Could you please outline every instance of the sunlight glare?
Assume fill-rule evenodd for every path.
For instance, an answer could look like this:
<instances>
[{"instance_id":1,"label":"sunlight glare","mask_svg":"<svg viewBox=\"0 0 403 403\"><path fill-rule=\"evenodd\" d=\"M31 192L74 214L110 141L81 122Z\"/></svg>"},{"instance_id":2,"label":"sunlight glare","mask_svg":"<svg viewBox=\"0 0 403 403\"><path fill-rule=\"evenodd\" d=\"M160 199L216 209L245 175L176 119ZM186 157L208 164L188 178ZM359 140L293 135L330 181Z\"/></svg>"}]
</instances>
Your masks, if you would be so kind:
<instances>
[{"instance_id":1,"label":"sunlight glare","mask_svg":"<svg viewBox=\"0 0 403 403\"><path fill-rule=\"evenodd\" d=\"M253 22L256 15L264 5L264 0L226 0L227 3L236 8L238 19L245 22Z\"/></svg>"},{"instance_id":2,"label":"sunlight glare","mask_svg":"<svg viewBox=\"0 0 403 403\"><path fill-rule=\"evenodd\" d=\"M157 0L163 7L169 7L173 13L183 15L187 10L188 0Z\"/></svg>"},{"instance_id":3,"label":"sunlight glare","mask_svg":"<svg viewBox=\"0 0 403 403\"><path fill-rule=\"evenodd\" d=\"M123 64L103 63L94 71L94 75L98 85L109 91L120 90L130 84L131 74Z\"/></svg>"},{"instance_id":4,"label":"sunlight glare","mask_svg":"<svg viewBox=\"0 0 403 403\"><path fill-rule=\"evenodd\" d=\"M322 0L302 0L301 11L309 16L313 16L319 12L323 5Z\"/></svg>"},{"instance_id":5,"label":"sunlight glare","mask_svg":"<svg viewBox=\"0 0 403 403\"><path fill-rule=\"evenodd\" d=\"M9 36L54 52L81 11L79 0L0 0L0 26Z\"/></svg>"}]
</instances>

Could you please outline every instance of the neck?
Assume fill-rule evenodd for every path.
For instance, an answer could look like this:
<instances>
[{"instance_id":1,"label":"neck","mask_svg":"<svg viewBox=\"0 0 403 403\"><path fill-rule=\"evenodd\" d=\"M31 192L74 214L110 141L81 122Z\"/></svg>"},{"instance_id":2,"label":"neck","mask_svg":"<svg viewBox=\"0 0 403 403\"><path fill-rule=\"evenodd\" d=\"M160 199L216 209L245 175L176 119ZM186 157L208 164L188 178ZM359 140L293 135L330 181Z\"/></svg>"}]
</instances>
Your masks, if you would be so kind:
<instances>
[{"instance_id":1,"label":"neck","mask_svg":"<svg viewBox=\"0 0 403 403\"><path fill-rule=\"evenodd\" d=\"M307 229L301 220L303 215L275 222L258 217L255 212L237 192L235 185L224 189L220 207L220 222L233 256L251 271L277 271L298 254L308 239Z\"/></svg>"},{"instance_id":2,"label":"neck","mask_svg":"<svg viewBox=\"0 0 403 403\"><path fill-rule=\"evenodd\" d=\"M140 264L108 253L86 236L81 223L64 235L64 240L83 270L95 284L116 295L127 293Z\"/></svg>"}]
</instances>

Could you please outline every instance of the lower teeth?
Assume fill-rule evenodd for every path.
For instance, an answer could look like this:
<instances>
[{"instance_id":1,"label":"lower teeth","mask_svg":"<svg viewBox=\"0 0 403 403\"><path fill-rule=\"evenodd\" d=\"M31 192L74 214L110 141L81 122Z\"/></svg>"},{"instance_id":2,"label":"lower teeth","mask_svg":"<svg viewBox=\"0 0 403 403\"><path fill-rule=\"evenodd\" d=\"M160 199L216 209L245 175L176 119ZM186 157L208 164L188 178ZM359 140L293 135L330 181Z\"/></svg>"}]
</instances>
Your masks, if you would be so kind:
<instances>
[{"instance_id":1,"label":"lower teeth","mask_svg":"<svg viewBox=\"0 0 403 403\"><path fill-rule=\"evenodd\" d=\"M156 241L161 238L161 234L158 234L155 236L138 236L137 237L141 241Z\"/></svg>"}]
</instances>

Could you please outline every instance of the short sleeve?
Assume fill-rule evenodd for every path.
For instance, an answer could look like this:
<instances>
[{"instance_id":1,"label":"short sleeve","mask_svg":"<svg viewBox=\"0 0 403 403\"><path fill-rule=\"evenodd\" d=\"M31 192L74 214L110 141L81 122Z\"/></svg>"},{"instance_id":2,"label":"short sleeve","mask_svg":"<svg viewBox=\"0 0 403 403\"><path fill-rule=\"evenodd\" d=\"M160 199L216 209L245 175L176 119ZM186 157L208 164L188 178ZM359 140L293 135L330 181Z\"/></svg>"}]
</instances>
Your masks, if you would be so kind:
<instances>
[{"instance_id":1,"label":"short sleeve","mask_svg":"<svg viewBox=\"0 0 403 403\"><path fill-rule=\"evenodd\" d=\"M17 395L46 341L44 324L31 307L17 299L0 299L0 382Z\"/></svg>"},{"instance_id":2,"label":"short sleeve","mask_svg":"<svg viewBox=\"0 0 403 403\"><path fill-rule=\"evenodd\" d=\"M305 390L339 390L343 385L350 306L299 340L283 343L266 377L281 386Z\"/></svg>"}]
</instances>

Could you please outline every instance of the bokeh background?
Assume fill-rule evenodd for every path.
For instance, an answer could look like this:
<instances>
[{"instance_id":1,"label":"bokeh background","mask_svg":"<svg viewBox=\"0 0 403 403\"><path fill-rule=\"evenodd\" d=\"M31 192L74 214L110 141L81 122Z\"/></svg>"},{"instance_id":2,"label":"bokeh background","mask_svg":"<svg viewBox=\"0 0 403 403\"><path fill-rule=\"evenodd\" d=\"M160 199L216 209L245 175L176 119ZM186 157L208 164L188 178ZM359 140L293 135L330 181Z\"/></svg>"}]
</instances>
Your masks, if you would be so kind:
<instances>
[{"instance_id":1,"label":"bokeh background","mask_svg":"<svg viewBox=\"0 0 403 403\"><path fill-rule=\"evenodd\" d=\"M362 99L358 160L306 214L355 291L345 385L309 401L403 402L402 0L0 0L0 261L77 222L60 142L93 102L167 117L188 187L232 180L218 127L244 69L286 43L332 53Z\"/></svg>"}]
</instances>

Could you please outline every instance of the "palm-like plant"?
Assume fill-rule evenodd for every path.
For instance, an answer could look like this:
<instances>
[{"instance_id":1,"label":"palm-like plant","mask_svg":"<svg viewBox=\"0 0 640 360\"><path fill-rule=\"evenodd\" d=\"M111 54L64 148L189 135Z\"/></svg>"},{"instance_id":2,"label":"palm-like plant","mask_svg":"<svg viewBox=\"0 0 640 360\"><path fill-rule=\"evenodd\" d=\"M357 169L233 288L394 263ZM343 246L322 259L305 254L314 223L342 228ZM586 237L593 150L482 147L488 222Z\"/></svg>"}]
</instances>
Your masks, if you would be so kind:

> **Exercise directions**: Reproduce all the data word for word.

> **Final answer**:
Could you please outline every instance of the sunlight glare?
Assume fill-rule evenodd for every path.
For instance, an answer could look like this:
<instances>
[{"instance_id":1,"label":"sunlight glare","mask_svg":"<svg viewBox=\"0 0 403 403\"><path fill-rule=\"evenodd\" d=\"M31 192L74 214L110 141L81 122Z\"/></svg>"},{"instance_id":2,"label":"sunlight glare","mask_svg":"<svg viewBox=\"0 0 403 403\"><path fill-rule=\"evenodd\" d=\"M160 199L216 209L245 175L176 119ZM186 157L208 164L188 178ZM359 140L293 135L330 181Z\"/></svg>"}]
</instances>
Your masks, if you would be so kind:
<instances>
[{"instance_id":1,"label":"sunlight glare","mask_svg":"<svg viewBox=\"0 0 403 403\"><path fill-rule=\"evenodd\" d=\"M253 22L256 15L264 5L264 0L226 0L227 3L236 8L238 19L245 22Z\"/></svg>"},{"instance_id":2,"label":"sunlight glare","mask_svg":"<svg viewBox=\"0 0 403 403\"><path fill-rule=\"evenodd\" d=\"M157 0L163 7L169 7L173 13L183 15L187 10L188 0Z\"/></svg>"},{"instance_id":3,"label":"sunlight glare","mask_svg":"<svg viewBox=\"0 0 403 403\"><path fill-rule=\"evenodd\" d=\"M123 64L103 63L94 71L94 75L98 85L109 91L120 90L130 84L131 74Z\"/></svg>"},{"instance_id":4,"label":"sunlight glare","mask_svg":"<svg viewBox=\"0 0 403 403\"><path fill-rule=\"evenodd\" d=\"M322 0L302 0L301 11L309 16L313 16L319 12L323 5Z\"/></svg>"},{"instance_id":5,"label":"sunlight glare","mask_svg":"<svg viewBox=\"0 0 403 403\"><path fill-rule=\"evenodd\" d=\"M9 36L54 52L81 11L79 0L0 0L0 26Z\"/></svg>"}]
</instances>

Could you please outline every instance of the neck?
Assume fill-rule evenodd for every path.
For instance, an answer could look like this:
<instances>
[{"instance_id":1,"label":"neck","mask_svg":"<svg viewBox=\"0 0 403 403\"><path fill-rule=\"evenodd\" d=\"M31 192L74 214L110 141L81 122Z\"/></svg>"},{"instance_id":2,"label":"neck","mask_svg":"<svg viewBox=\"0 0 403 403\"><path fill-rule=\"evenodd\" d=\"M160 199L216 209L245 175L176 119ZM186 157L208 164L188 178ZM359 140L293 135L330 181Z\"/></svg>"}]
</instances>
Your masks, if you would be so kind:
<instances>
[{"instance_id":1,"label":"neck","mask_svg":"<svg viewBox=\"0 0 403 403\"><path fill-rule=\"evenodd\" d=\"M307 229L301 220L303 215L275 222L258 217L255 212L237 192L235 185L224 189L220 207L220 222L233 256L251 271L277 271L298 254L308 239Z\"/></svg>"},{"instance_id":2,"label":"neck","mask_svg":"<svg viewBox=\"0 0 403 403\"><path fill-rule=\"evenodd\" d=\"M140 264L108 253L86 236L81 223L64 235L64 240L83 270L95 284L116 295L127 293Z\"/></svg>"}]
</instances>

Could you please outline every instance of the lower teeth?
Assume fill-rule evenodd for every path.
For instance, an answer could look like this:
<instances>
[{"instance_id":1,"label":"lower teeth","mask_svg":"<svg viewBox=\"0 0 403 403\"><path fill-rule=\"evenodd\" d=\"M31 192L74 214L110 141L81 122Z\"/></svg>"},{"instance_id":2,"label":"lower teeth","mask_svg":"<svg viewBox=\"0 0 403 403\"><path fill-rule=\"evenodd\" d=\"M160 199L216 209L245 175L176 119ZM186 157L208 164L188 178ZM359 140L293 135L330 181Z\"/></svg>"}]
</instances>
Your masks, if you would be so kind:
<instances>
[{"instance_id":1,"label":"lower teeth","mask_svg":"<svg viewBox=\"0 0 403 403\"><path fill-rule=\"evenodd\" d=\"M156 241L161 238L161 234L158 234L155 236L138 236L137 237L141 241Z\"/></svg>"}]
</instances>

Could you please outline every instance of the short sleeve?
Assume fill-rule evenodd for every path.
For instance, an answer could look like this:
<instances>
[{"instance_id":1,"label":"short sleeve","mask_svg":"<svg viewBox=\"0 0 403 403\"><path fill-rule=\"evenodd\" d=\"M31 192L74 214L110 141L81 122Z\"/></svg>"},{"instance_id":2,"label":"short sleeve","mask_svg":"<svg viewBox=\"0 0 403 403\"><path fill-rule=\"evenodd\" d=\"M160 199L216 209L245 175L176 119ZM186 157L208 164L188 178ZM359 140L293 135L330 181Z\"/></svg>"}]
</instances>
Your masks, if you would be so kind:
<instances>
[{"instance_id":1,"label":"short sleeve","mask_svg":"<svg viewBox=\"0 0 403 403\"><path fill-rule=\"evenodd\" d=\"M17 395L46 341L44 324L31 307L17 299L0 299L0 382Z\"/></svg>"},{"instance_id":2,"label":"short sleeve","mask_svg":"<svg viewBox=\"0 0 403 403\"><path fill-rule=\"evenodd\" d=\"M305 390L339 390L343 385L350 306L299 340L283 343L266 377L281 386Z\"/></svg>"}]
</instances>

Could you please outline every instance of the bokeh background?
Assume fill-rule evenodd for every path.
For instance, an answer could look like this:
<instances>
[{"instance_id":1,"label":"bokeh background","mask_svg":"<svg viewBox=\"0 0 403 403\"><path fill-rule=\"evenodd\" d=\"M31 192L74 214L110 141L81 122Z\"/></svg>"},{"instance_id":2,"label":"bokeh background","mask_svg":"<svg viewBox=\"0 0 403 403\"><path fill-rule=\"evenodd\" d=\"M160 199L216 209L245 175L176 119ZM186 157L208 164L188 178ZM359 140L293 135L330 181Z\"/></svg>"}]
</instances>
Your masks, if you would be so kind:
<instances>
[{"instance_id":1,"label":"bokeh background","mask_svg":"<svg viewBox=\"0 0 403 403\"><path fill-rule=\"evenodd\" d=\"M362 99L358 160L306 214L355 291L345 385L309 401L403 402L402 0L0 0L0 261L77 222L60 142L93 102L167 117L188 187L232 180L218 127L244 69L286 43L332 53Z\"/></svg>"}]
</instances>

Could you please outline every instance of the "palm-like plant"?
Assume fill-rule evenodd for every path.
For instance, an answer could look like this:
<instances>
[{"instance_id":1,"label":"palm-like plant","mask_svg":"<svg viewBox=\"0 0 640 360\"><path fill-rule=\"evenodd\" d=\"M111 54L64 148L189 135Z\"/></svg>"},{"instance_id":2,"label":"palm-like plant","mask_svg":"<svg viewBox=\"0 0 640 360\"><path fill-rule=\"evenodd\" d=\"M357 169L233 288L394 263ZM343 246L322 259L305 254L314 223L342 228ZM586 237L593 150L482 147L488 222Z\"/></svg>"}]
</instances>
Your masks, if you would be so kind:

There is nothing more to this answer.